### WORK TO COMPLETE
1. From the sysfs post, reproduce the portion that begins with the words containing "From: Tejun Heo" and ends with "clearing in sysfs_d_iput()".
2. According to the sysfs post, which kernel version is the patchset intended for?
3. Determine whether each statement agrees with the sysfs post: (a) The post is dated June 11, 2007. (b) The described race conditions are easy to trigger. (c) The sysfs_dirent->s_dentry field is cleared in sysfs_d_iput().
══ TEXT SHOWN ══
[PATCHSET 2.6.22-rc4] sysfs: fix race conditions

From: Tejun Heo
Date: Mon Jun 11 2007 - 01:01:24 EST


Hello, all.

Currently, there are several race conditions around dentry/inode
reclamation.

a. sysfs_dirent->s_dentry dereferencing in sysfs_readdir()

b. sysfs_dirent->s_dentry dereferencing in sysfs_drop_dentry()

c. sysfs_dirent->s_dentry clearing in sysfs_d_iput()

All aboves are done without synchronization and can cause oops if the
timing is right (or wrong).

These race conditions are difficult to trigger but with the attached
patch (sysfs-races.patch) and the following commands running
parallelly, all three are reliably reproducible (you may have to
change timings or disable others to trigger specific one).
═══
══ RECORD EXTRACTS ══
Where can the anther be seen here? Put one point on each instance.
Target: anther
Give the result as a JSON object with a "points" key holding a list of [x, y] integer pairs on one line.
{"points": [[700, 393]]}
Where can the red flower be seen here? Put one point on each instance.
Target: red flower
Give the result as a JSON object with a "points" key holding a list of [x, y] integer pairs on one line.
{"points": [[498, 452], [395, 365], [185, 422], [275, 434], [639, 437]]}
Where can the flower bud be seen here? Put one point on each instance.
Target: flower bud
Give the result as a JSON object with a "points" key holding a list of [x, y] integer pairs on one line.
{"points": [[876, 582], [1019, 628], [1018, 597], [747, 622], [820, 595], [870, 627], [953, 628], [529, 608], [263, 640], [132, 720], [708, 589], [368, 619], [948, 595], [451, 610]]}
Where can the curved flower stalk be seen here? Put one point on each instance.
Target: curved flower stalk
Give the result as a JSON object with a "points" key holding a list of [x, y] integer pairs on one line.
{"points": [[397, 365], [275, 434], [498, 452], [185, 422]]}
═══
══ RECORD EXTRACTS ══
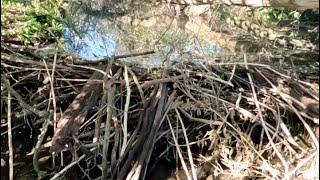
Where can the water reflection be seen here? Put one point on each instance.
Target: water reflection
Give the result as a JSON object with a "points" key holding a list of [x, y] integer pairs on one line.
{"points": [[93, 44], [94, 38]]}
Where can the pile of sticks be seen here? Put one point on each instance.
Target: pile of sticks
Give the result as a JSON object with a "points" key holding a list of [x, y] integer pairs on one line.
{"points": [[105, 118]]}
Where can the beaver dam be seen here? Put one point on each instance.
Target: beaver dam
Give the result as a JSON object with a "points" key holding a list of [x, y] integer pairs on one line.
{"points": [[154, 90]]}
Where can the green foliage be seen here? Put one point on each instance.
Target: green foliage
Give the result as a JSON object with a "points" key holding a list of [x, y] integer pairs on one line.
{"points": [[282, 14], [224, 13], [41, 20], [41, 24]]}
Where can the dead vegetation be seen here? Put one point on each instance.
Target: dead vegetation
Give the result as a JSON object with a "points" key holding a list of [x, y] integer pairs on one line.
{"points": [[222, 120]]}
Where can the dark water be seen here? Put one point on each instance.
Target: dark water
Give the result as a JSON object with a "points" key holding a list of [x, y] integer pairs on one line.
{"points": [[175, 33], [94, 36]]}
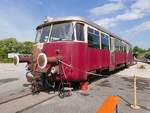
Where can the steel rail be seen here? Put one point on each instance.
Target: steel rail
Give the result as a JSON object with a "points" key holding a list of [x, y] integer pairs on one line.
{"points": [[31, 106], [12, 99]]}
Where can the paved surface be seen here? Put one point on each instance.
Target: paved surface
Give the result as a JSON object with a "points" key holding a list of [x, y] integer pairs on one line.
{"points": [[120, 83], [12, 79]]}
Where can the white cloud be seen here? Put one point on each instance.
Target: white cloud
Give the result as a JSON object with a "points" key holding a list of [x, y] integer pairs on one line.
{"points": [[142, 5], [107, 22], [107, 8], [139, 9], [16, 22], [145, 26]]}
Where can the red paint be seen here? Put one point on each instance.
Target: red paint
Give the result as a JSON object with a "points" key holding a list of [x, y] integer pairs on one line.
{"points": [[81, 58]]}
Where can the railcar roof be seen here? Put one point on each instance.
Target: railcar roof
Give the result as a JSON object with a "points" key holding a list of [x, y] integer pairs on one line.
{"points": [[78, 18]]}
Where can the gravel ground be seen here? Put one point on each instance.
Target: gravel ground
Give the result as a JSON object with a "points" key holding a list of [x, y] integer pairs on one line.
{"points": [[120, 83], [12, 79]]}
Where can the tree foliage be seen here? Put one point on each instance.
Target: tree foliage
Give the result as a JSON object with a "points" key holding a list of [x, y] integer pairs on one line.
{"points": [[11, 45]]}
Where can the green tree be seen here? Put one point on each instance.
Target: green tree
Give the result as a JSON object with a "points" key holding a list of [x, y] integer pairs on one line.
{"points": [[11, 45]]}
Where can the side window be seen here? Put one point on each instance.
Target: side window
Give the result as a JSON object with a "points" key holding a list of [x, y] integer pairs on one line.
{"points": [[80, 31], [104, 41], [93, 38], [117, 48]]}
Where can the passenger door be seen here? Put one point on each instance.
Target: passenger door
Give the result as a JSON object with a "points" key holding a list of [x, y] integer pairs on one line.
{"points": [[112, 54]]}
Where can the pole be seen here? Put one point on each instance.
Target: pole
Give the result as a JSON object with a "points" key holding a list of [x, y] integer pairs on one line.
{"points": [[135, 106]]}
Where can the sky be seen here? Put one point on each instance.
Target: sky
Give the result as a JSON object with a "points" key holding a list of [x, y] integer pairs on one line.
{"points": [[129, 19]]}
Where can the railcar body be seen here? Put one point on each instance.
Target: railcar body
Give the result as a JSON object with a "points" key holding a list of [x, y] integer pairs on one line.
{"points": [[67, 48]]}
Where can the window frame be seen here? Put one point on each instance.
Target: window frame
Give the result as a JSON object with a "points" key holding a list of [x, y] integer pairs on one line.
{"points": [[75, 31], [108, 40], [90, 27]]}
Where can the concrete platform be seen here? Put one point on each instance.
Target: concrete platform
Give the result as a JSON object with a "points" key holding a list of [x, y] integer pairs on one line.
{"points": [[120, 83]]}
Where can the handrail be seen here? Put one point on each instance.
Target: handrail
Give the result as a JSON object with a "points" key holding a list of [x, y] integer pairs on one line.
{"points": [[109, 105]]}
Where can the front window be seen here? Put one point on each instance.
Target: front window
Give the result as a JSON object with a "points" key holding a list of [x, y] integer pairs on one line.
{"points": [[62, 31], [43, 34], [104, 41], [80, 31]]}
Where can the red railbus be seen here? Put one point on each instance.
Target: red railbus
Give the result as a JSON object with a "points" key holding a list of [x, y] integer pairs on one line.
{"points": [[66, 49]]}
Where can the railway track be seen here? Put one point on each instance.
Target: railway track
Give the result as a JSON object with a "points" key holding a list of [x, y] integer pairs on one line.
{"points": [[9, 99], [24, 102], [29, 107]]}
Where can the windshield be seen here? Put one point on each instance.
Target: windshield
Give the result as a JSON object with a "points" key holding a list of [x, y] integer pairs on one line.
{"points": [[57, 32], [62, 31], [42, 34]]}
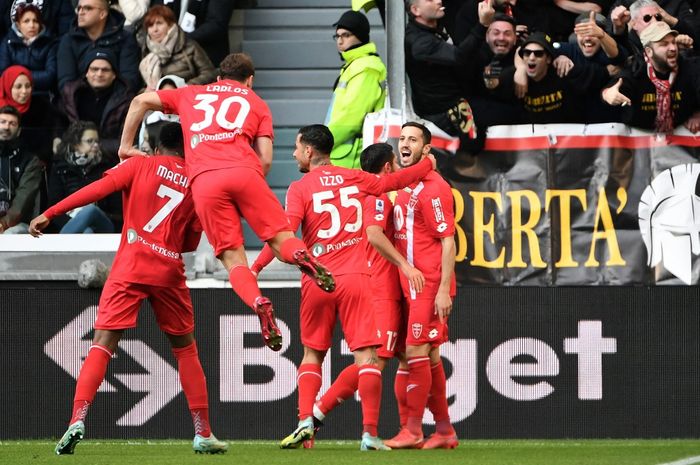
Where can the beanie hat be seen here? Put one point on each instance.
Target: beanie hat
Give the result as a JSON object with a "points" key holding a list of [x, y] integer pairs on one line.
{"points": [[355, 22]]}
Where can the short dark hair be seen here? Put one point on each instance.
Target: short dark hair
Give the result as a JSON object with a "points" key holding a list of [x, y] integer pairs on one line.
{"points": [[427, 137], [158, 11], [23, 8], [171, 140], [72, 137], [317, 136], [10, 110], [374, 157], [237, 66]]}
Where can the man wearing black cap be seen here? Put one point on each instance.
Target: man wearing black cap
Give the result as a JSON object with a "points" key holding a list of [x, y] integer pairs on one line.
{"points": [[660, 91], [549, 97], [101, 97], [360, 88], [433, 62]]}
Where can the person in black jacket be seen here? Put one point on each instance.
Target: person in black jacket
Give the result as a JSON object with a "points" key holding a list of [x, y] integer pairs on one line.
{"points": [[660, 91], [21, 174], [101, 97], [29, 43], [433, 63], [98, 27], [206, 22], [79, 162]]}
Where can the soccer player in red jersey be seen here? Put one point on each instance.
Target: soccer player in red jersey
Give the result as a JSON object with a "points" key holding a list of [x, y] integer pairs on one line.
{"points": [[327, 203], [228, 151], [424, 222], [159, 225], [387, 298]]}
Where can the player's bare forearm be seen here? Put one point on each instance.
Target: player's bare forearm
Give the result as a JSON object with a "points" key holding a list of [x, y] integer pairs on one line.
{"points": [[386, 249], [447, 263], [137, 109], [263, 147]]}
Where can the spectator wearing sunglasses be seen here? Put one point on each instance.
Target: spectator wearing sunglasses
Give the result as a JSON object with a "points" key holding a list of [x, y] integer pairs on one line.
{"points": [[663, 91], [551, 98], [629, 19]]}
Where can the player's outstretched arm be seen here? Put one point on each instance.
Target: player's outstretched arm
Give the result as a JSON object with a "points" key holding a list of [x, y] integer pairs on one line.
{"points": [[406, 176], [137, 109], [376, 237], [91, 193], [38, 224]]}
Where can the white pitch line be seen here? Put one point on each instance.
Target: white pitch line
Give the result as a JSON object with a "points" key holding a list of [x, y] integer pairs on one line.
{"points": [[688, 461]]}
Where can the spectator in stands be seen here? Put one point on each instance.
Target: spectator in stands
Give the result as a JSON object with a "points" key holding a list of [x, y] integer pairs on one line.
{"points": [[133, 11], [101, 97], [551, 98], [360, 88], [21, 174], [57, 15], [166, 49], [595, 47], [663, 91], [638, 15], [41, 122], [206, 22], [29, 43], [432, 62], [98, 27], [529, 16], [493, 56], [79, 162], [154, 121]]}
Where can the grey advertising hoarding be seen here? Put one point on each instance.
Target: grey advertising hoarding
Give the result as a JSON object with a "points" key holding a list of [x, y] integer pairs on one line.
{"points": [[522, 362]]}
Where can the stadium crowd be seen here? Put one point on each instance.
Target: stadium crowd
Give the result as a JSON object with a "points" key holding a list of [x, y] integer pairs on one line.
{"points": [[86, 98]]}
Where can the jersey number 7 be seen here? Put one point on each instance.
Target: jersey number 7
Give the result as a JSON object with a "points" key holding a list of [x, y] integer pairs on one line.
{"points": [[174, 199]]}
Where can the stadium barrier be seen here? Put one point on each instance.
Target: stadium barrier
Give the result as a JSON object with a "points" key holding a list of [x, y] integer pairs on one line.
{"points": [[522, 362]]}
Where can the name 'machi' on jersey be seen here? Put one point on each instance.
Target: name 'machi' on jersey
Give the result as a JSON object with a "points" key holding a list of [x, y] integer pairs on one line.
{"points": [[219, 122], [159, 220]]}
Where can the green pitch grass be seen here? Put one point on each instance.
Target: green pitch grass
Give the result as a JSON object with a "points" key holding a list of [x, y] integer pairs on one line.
═══
### TASK-BY-TASK ANSWERS
1.
From: Tejun Heo
Date: Mon Jun 11 2007 - 01:01:24 EST


Hello, all.

Currently, there are several race conditions around dentry/inode
reclamation.

a. sysfs_dirent->s_dentry dereferencing in sysfs_readdir()

b. sysfs_dirent->s_dentry dereferencing in sysfs_drop_dentry()

c. sysfs_dirent->s_dentry clearing in sysfs_d_iput()

2. 2.6.22-rc4

3.
(a) Yes: "Mon Jun 11 2007"
(b) No: "These race conditions are difficult to trigger"
(c) Yes: "sysfs_dirent->s_dentry clearing in sysfs_d_iput()"